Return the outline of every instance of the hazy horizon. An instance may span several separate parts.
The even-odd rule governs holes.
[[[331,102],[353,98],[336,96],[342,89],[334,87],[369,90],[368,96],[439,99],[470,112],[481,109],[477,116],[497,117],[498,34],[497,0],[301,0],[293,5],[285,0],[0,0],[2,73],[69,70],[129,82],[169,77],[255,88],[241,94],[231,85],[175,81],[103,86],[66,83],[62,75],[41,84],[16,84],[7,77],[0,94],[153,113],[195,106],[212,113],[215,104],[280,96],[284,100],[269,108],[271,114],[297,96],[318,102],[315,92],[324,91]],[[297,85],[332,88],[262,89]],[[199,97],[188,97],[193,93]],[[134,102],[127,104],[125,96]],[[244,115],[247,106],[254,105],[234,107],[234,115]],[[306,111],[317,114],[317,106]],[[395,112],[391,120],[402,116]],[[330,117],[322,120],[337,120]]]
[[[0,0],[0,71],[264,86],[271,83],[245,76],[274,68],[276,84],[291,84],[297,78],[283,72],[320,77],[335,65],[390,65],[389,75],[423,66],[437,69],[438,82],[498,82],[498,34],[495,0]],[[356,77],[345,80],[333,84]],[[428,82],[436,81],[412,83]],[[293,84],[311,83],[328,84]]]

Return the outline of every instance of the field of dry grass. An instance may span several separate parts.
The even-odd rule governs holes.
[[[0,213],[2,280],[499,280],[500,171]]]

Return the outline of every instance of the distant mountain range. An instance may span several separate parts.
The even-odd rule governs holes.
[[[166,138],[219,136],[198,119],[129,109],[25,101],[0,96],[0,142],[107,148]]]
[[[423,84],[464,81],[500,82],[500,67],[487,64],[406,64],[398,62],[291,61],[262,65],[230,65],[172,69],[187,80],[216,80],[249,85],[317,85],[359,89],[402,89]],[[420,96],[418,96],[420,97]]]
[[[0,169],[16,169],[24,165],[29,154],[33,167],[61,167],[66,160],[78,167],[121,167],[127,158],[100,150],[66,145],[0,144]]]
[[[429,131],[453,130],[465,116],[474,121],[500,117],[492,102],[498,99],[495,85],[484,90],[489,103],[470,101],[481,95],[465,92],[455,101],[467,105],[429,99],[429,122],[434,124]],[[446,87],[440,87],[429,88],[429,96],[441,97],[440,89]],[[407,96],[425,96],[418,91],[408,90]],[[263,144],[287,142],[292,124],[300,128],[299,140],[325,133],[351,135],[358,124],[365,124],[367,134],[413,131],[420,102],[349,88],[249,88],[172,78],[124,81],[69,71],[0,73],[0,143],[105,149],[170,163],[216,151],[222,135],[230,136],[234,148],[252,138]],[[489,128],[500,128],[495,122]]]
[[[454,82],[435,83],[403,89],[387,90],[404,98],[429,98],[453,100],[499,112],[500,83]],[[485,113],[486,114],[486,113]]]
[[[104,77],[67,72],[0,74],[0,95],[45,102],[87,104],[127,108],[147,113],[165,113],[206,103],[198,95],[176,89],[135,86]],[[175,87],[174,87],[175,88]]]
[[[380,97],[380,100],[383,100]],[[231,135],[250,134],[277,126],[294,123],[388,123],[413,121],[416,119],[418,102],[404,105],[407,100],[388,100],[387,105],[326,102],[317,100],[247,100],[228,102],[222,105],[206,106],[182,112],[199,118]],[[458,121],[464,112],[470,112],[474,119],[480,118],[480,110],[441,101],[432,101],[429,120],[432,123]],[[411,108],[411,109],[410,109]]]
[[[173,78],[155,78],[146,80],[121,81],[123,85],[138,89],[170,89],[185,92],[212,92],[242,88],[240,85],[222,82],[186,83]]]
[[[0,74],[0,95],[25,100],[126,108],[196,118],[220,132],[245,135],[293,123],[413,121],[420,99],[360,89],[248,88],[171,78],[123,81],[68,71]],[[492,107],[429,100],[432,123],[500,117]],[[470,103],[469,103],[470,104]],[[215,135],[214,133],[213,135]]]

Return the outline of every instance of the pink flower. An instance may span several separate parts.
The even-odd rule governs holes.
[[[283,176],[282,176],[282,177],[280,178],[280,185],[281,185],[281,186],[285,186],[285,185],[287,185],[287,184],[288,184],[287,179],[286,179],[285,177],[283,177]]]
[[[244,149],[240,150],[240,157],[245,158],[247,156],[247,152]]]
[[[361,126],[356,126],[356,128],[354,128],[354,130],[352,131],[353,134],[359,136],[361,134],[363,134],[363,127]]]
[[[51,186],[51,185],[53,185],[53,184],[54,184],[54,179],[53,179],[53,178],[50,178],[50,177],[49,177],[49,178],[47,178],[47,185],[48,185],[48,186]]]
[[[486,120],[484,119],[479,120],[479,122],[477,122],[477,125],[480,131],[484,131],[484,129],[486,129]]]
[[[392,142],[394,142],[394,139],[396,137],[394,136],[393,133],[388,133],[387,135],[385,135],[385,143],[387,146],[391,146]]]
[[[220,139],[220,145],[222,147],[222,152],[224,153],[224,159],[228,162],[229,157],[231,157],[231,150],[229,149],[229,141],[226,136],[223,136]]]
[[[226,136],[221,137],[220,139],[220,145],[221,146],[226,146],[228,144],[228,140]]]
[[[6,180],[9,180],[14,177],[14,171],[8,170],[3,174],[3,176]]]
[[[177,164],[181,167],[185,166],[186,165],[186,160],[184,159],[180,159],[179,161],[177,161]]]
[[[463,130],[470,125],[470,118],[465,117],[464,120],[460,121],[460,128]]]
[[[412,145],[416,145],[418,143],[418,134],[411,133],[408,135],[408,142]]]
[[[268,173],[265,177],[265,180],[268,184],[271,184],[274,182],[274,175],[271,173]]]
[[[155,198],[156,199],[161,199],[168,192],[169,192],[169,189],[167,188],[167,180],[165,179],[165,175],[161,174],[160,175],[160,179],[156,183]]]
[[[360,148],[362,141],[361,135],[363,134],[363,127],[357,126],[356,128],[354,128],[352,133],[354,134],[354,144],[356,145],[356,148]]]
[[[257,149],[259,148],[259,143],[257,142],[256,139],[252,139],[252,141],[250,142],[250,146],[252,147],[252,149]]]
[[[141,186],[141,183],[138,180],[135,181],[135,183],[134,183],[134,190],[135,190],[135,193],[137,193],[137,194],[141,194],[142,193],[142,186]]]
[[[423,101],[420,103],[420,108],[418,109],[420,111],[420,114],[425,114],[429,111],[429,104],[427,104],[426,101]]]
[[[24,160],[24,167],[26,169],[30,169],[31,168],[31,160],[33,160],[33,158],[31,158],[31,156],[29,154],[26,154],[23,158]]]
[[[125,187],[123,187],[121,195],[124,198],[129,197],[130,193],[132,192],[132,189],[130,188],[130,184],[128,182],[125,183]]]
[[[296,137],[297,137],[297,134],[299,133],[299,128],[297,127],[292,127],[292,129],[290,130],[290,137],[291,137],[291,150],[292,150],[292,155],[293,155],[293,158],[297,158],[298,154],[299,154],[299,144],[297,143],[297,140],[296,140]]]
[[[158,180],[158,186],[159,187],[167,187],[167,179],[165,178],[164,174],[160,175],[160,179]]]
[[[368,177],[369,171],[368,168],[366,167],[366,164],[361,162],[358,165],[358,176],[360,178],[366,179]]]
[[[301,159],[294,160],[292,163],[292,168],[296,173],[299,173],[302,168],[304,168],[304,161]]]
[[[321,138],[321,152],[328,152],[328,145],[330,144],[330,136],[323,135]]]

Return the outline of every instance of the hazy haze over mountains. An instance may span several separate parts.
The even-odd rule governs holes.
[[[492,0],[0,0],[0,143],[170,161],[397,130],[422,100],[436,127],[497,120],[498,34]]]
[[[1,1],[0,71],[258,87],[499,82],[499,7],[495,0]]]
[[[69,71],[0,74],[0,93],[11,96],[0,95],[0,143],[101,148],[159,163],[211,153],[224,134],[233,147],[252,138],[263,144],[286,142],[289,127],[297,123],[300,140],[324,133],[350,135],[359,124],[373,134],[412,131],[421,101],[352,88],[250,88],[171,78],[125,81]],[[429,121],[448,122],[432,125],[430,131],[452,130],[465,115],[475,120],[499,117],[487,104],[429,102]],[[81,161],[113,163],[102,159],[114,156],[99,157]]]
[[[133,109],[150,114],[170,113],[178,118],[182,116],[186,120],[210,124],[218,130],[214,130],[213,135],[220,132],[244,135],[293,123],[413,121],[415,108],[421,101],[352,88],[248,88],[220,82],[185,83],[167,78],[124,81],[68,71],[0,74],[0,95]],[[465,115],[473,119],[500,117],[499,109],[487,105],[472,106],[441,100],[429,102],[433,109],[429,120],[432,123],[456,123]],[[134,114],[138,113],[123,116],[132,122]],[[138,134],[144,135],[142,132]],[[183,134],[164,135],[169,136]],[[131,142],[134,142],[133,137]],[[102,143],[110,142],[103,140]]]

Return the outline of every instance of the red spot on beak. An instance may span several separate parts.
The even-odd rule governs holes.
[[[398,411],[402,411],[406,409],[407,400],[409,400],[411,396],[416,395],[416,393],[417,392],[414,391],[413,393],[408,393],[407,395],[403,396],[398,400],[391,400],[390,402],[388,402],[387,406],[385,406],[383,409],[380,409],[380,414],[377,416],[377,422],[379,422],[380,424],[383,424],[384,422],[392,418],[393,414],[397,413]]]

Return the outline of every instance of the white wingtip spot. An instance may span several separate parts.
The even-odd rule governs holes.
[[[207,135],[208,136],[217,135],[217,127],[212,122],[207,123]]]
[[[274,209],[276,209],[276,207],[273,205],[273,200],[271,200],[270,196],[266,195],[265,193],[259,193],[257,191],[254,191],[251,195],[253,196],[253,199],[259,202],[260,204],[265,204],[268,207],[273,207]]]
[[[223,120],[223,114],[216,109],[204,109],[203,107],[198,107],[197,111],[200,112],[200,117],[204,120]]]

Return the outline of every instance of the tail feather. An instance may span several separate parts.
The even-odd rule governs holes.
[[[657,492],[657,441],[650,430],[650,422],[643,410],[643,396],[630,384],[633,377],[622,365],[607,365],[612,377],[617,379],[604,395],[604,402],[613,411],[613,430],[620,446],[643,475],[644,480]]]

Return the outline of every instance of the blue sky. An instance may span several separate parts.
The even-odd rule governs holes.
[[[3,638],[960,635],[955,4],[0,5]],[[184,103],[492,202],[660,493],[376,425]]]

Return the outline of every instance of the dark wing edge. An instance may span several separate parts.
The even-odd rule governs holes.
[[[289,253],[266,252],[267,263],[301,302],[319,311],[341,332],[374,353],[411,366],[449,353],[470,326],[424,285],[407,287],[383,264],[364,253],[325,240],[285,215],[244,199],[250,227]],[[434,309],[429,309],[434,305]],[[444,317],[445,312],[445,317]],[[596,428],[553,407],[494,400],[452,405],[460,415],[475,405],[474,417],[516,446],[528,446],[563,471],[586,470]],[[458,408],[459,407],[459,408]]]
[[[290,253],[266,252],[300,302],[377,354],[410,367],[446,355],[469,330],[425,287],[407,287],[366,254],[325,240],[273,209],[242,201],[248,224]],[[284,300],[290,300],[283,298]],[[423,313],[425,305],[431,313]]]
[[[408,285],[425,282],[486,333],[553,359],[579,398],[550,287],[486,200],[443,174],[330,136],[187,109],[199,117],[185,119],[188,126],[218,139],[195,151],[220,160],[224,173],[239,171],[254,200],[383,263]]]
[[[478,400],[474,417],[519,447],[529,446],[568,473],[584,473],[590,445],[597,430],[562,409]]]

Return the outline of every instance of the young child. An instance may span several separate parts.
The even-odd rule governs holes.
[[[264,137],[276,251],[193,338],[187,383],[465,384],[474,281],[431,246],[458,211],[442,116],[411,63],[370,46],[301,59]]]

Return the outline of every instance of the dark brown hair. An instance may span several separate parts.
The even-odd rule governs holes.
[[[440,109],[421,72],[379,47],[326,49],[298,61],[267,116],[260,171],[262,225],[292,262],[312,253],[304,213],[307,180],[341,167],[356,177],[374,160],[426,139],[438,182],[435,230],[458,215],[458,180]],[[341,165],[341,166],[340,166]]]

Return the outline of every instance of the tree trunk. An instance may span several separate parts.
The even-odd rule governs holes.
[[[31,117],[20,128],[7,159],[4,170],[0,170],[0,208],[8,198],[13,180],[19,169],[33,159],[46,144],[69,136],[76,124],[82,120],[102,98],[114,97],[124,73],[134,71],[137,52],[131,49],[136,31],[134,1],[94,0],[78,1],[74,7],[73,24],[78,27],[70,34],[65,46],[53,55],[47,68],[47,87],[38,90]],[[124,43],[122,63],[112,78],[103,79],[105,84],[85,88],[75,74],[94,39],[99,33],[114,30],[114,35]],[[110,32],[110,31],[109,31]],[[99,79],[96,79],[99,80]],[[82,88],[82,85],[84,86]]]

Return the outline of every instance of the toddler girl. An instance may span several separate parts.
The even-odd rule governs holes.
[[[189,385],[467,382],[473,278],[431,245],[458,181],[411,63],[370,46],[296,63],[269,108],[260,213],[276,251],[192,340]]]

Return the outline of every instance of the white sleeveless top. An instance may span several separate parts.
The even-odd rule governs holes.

* **What to work on**: From the entries above, restate word for word the lines from the line containing "Return the outline of every instance of the white wingtip" to the line containing "Return the outline of every instance of the dark wing", both ends included, and nothing more.

* **Task solution**:
Return the outline of every instance of the white wingtip spot. An instance may span several separate parts.
The even-odd rule governs holes.
[[[207,135],[208,136],[217,135],[217,127],[212,122],[207,123]]]
[[[274,209],[276,209],[276,207],[273,205],[273,200],[271,200],[270,196],[266,195],[265,193],[259,193],[257,191],[254,191],[251,195],[253,196],[253,199],[259,202],[260,204],[265,204],[268,207],[273,207]]]
[[[223,120],[223,114],[216,109],[204,109],[203,107],[198,107],[197,111],[200,112],[200,117],[204,120]]]

Return the outline of every instance of the tail feather. An instance may span several separate parts.
The even-odd rule governs holes.
[[[657,492],[657,441],[650,430],[650,422],[643,410],[643,396],[630,384],[633,377],[622,365],[607,365],[612,377],[617,379],[604,395],[604,402],[613,411],[613,430],[620,446],[643,475],[644,480]]]

Return the outline of every instance of the blue sky. An instance may span several separate parts.
The even-odd rule governs holes.
[[[3,638],[960,635],[955,4],[0,5]],[[184,103],[492,202],[660,493],[376,425]]]

Return the outline of every instance of the dark wing edge. An instance may span several separate parts.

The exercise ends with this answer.